Problem to solve
Copy out the Motorola 6809 text below word for word, from its title to its last sentence.

Page

Motorola 6809


The Motorola 6809 is an 8-bit microprocessor CPU with some 16-bit features from Motorola. It was designed by Terry Ritter and Joel Boney and introduced in 1978. It was a major advance over both its predecessor, the Motorola 6800, and the related MOS Technology 6502. Among the systems to use the 6809 are the TRS-80 Color Computer and Dragon 32/64 home computers, the Vectrex game system, and early 1980s arcade machines including Star Wars, Defender, , Joust, and Gyruss. Series II of the Fairlight CMI digital audio workstation and Konami's Time Pilot '84 arcade game each use dual 6809 processors.
Unlike the 6800 and 6502, the 6809 allows fully position-independent code and fully reentrant code in a simple and straightforward way. It was one of the first microprocessors with a hardware multiplication instruction, and it includes full 16-bit arithmetic and a fast interrupt system.

Given records
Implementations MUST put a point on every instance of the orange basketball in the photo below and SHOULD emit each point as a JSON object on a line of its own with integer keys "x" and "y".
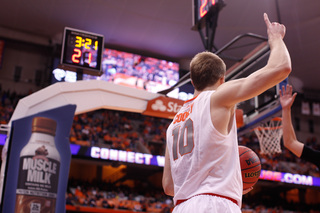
{"x": 250, "y": 166}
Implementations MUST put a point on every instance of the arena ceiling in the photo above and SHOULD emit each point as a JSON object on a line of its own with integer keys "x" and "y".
{"x": 162, "y": 29}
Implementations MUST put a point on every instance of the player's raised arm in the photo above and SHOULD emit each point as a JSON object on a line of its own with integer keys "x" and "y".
{"x": 289, "y": 137}
{"x": 276, "y": 70}
{"x": 167, "y": 182}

Result for this task
Motorola 6809


The Motorola 6809 is an 8-bit microprocessor CPU with some 16-bit features from Motorola. It was designed by Terry Ritter and Joel Boney and introduced in 1978. It was a major advance over both its predecessor, the Motorola 6800, and the related MOS Technology 6502. Among the systems to use the 6809 are the TRS-80 Color Computer and Dragon 32/64 home computers, the Vectrex game system, and early 1980s arcade machines including Star Wars, Defender, , Joust, and Gyruss. Series II of the Fairlight CMI digital audio workstation and Konami's Time Pilot '84 arcade game each use dual 6809 processors.
Unlike the 6800 and 6502, the 6809 allows fully position-independent code and fully reentrant code in a simple and straightforward way. It was one of the first microprocessors with a hardware multiplication instruction, and it includes full 16-bit arithmetic and a fast interrupt system.